- Bette Kane as Flamebird from Beast Boy #2 (February 2000); art by Justiniano

Publication information
- Publisher: DC Comics
- First appearance: As Bat-Girl: Batman #139 (April 1961) As Flamebird: Secret Origins Annual #3 (1989)
- Created by: Bat-Girl: Bill Finger (writer) Sheldon Moldoff (artist) Flamebird: George Pérez (writer) Tom Grummett (artist)

In-story information
- Full name: Mary Elizabeth "Bette" Kane
- Species: Human
- Team affiliations: Batman Family Teen Titans Young Justice
- Partnerships: Batwoman Dick Grayson Beast Boy Kate Kane
- Notable aliases: Bat-Girl Flamebird Hawkfire
- Abilities: Highly skilled martial artist; Light blast projection from lenses in mask; Utilizing projectiles and electrified bolas;

= Bette Kane =

DC Comics character

Mary Elizabeth Kane, better known as Bette Kane, is a superheroine appearing in American comic books published by DC Comics. The character first appeared in the 1960s as "Betty Kane", the Bat-Girl. Her name was later modified to "Bette Kane", and she assumes the role of Flamebird.

In television, she is voiced by Alyson Stoner in the animated series Young Justice and portrayed by Nicole Kang in the live-action series Batwoman.

==Fictional character biography==

===Pre-Crisis===

Betty Kane as Bat-Girl; art by Sheldon Moldoff.

The original Bat-Girl first appeared in Batman #139 (April 1961) as Betty Kane, the niece of Kathy Kane, also known as Batwoman. After discovering her aunt's dual identity, Betty convinced Batwoman to train her as her sidekick.

Batwoman and Bat-Girl were created to be romantic interests for Batman and Robin, respectively, as well as crime-fighting associates. Bat-Girl appeared seven times between 1961 and 1964, but stopped appearing in 1964 along with Batwoman, Ace the Bat-Hound, Bat-Mite, and Vicki Vale when editor Julius Schwartz decided she and other characters did not fit the new direction he intended to take the series. It has been suggested by scholars that the characters of Batwoman (in 1956) and Bat-Girl (in 1961) were introduced in part to refute allegations of homosexuality in Batman comics; specifically, the enduring claim that Batman and Robin were homosexuals.

Later in 1977 Batwoman and Bat-Girl were revived and were regarded to have been inactive for several years. Bat-Girl became a member of the Teen Titans West in Teen Titans #50 (October 1977). However, the original Teen Titans series was cancelled with issue #53 (February 1978) and the Teen Titans, including Teen Titans West, were disbanded. After this, Bat-Girl only appeared two more times during this era; a guest appearance in Batman Family #16 (March 1978), and as one of the attendees at Donna Troy and Terry Long's wedding in Tales of the Teen Titans #50 (February 1985).

===Post-Crisis===
In the post-Crisis DC Universe, the character known as Batwoman was erased from existence (although her alter ego, Kathy Kane, was revealed to have existed and was murdered by the League of Assassins). Batwoman's niece, Betty Kane, disappeared as well. Unlike her aunt, Betty's removal from history would not last long.

### Problems to work on
1 - According to the Bette Kane article, in which issue did Bat-Girl first appear?
2 - Write out the part of the Bette Kane article starting at "Mary Elizabeth Kane, better" and ending at "by Sheldon Moldoff.".

### Stored data
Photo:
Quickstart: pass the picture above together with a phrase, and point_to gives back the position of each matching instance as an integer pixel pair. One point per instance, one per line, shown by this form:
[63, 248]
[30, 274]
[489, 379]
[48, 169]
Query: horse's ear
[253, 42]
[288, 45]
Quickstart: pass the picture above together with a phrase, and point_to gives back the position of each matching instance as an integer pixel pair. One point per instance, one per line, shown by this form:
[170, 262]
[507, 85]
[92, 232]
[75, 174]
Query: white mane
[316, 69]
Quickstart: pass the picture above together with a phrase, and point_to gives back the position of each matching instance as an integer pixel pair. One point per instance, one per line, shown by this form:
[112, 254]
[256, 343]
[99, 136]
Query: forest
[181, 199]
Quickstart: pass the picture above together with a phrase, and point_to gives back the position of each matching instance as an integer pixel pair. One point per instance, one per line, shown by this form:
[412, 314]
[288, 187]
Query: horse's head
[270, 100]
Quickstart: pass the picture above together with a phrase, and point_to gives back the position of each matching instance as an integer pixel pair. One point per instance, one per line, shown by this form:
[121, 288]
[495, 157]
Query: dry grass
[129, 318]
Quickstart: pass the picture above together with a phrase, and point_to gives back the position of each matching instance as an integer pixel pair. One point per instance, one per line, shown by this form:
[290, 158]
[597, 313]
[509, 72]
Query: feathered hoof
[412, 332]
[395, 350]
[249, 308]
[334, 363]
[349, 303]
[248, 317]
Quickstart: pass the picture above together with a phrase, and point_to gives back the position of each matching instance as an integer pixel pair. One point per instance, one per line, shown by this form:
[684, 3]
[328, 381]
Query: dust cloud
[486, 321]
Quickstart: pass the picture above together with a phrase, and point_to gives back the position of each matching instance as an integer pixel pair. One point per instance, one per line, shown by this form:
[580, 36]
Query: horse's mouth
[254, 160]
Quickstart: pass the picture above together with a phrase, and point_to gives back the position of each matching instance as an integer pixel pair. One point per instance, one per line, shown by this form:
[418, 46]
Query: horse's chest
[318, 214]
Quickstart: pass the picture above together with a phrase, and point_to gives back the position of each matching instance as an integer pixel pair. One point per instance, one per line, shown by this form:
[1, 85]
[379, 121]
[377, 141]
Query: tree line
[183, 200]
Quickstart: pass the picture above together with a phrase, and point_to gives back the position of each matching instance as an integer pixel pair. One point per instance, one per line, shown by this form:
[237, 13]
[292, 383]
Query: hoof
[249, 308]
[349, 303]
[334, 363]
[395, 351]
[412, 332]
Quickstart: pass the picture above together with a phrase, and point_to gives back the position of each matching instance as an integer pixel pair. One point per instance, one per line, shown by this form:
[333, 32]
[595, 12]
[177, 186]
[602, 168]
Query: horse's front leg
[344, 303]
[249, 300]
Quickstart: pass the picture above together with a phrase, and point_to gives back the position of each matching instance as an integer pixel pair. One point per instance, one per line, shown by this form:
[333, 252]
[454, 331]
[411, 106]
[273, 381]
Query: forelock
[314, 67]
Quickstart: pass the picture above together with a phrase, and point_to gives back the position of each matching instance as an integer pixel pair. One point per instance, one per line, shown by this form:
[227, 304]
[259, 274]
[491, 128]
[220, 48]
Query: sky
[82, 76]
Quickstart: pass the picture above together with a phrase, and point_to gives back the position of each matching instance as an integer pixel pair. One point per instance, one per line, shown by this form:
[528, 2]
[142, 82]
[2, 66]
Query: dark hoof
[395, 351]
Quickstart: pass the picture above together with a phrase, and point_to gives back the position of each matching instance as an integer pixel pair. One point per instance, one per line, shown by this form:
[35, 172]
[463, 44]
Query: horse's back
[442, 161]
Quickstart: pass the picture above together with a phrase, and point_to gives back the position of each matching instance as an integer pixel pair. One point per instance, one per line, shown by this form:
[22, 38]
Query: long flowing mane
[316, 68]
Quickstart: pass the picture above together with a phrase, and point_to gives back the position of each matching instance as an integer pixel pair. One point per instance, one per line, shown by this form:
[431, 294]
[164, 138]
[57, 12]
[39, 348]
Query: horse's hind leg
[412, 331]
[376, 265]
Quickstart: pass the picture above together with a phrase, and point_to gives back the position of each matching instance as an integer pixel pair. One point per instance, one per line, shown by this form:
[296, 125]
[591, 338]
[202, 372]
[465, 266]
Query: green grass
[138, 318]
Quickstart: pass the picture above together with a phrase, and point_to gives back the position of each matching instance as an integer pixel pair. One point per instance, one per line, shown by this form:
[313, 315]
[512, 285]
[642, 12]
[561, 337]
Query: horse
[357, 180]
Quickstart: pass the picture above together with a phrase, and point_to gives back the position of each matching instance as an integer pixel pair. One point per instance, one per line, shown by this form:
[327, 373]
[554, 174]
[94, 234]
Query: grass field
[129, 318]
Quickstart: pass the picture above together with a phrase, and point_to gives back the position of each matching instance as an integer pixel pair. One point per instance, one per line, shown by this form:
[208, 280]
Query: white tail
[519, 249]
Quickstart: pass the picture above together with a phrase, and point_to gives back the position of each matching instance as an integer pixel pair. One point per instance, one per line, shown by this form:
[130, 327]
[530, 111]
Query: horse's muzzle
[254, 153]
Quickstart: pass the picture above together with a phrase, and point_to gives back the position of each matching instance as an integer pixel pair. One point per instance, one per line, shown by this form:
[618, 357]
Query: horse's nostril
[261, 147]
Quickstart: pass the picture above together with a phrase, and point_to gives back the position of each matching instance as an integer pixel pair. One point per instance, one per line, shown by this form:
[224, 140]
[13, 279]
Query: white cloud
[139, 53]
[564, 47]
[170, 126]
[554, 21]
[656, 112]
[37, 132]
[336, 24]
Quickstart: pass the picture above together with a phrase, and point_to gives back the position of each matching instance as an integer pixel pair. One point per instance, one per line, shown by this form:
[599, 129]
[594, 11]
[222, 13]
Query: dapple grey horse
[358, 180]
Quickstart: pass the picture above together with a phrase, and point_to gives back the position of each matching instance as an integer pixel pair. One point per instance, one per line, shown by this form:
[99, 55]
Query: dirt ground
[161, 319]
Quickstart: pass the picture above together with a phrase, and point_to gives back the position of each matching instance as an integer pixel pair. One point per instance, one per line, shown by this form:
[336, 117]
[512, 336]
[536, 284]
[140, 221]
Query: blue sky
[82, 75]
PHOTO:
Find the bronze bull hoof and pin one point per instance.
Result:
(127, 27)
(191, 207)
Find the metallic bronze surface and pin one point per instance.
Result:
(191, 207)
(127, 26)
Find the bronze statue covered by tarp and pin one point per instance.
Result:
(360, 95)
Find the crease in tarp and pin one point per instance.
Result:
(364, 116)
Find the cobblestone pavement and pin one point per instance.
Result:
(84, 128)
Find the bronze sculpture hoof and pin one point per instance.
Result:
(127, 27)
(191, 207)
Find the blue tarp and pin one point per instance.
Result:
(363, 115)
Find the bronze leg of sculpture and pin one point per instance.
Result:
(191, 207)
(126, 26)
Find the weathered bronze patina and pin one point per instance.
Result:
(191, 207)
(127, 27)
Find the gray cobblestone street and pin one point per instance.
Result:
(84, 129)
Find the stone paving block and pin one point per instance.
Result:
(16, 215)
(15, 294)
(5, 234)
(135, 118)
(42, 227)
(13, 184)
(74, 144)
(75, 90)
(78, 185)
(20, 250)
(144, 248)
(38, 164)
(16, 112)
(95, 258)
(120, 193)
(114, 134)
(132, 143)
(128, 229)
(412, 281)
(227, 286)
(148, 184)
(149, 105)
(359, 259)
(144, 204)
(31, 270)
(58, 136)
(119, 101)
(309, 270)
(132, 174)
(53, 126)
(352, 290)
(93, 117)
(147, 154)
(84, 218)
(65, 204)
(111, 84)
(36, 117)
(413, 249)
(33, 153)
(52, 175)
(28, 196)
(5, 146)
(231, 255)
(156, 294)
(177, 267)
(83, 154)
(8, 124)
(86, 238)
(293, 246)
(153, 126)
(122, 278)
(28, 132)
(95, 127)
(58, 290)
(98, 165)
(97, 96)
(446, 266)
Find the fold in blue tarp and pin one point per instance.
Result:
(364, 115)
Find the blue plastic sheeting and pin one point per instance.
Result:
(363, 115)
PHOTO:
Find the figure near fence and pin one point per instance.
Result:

### Answers
1 - Batman #139 (April 1961)

2 -
Mary Elizabeth Kane, better known as Bette Kane, is a superheroine appearing in American comic books published by DC Comics. The character first appeared in the 1960s as "Betty Kane", the Bat-Girl. Her name was later modified to "Bette Kane", and she assumes the role of Flamebird.

In television, she is voiced by Alyson Stoner in the animated series Young Justice and portrayed by Nicole Kang in the live-action series Batwoman.

==Fictional character biography==

===Pre-Crisis===

Betty Kane as Bat-Girl; art by Sheldon Moldoff.